EXTRACTED TEXT:
Convallaria lily-of-the-valley

Height: 15-20cm (6-8in)

Planting distance: 7.5-15cm (3-6in)

Features: flowers spring

Soil: moist loam

Site: shade

Type: rhizome (pip)

Convallaria majalis is the only species in this family. In mid to late spring, loose spikes of delicate, white, bell-shaped flowers appear. They have a magnificent scent, which makes them popular as cut flowers. Both the berries, which appear in autumn, and the roots are poisonous.

Lily-ofthe-valley is best planted in large clumps in a cool, shady corner or in a wild garden. It spreads rapidly, so avoid confined spaces or borders where it could overcome more delicate plants.

Also bear in mind that the broad, green leaves which provide such deceptively good ground cover in late spring and early summer become an untidy, decaying yellow and brown mass in late summer. This problem is made worse if the plants are growing in a bright, sunny site.

Cultivation

Grow lily-ofthe-valley in ordinary garden soil containing plenty of leaf mould or compost. The site must be shady.

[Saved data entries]
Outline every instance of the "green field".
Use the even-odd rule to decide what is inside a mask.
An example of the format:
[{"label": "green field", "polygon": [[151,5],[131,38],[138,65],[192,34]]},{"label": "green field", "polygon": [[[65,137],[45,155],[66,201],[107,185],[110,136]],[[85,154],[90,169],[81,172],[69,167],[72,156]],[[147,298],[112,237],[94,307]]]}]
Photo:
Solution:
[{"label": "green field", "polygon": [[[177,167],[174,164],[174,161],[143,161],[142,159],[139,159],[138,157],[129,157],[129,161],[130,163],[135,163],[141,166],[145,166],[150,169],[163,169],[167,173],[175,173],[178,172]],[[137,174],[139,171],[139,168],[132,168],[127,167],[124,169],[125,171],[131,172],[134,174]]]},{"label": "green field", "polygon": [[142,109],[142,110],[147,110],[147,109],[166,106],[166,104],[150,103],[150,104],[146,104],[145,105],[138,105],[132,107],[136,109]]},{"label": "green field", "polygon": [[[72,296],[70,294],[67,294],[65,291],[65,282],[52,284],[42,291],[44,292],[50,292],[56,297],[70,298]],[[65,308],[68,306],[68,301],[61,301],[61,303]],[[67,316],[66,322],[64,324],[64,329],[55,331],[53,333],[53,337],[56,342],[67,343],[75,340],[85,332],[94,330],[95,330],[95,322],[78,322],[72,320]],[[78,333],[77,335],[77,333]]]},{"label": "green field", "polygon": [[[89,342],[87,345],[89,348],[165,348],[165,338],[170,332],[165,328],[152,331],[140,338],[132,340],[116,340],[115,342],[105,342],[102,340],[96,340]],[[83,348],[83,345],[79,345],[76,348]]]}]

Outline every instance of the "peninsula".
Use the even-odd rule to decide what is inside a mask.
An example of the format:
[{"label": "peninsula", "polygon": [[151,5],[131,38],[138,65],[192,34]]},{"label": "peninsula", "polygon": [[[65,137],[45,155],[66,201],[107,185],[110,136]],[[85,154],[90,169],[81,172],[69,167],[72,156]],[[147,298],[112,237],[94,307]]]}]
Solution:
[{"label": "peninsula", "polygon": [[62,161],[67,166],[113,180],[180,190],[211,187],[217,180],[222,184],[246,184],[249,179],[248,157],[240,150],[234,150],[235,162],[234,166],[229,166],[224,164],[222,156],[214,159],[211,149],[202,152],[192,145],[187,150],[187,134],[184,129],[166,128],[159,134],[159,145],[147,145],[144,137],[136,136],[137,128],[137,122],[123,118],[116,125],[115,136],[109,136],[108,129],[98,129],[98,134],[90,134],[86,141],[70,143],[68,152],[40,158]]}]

YOUR TASKS:
A) Please edit the lily-of-the-valley text starting at "Lily-ofthe-valley is best" and ending at "more delicate plants.", putting "small groups" in place of "large clumps".
B) Carry on the lily-of-the-valley text from the point where it stops.

EXPECTED RESULTS:
A)
Lily-ofthe-valley is best planted in small groups in a cool, shady corner or in a wild garden. It spreads rapidly, so avoid confined spaces or borders where it could overcome more delicate plants.

B)
Plant the crowns singly in early and mid autumn, at least 7.5- 10cm (3-4in) apart, pointed end upwards, just below the soil surface.

When the leaves die down in . summer, top dress with leafmould, compost or peat to encourage continuous flowering the following year. Avoid disturbing the roots except when you want to propagate.

Propagation: Lift and divide the lily-ofthe-valley rhizomes (often referred to as pips) any time between mid autumn and early spring. Replant 15cm (6in) apart, just below the surface, then apply a top dressing of compost and leafmould and water well.

Pests and diseases: Swift moth caterpillars sometimes eat the rhizomes of established plants. In wet sites, a grey mould fungus can develop on the plants.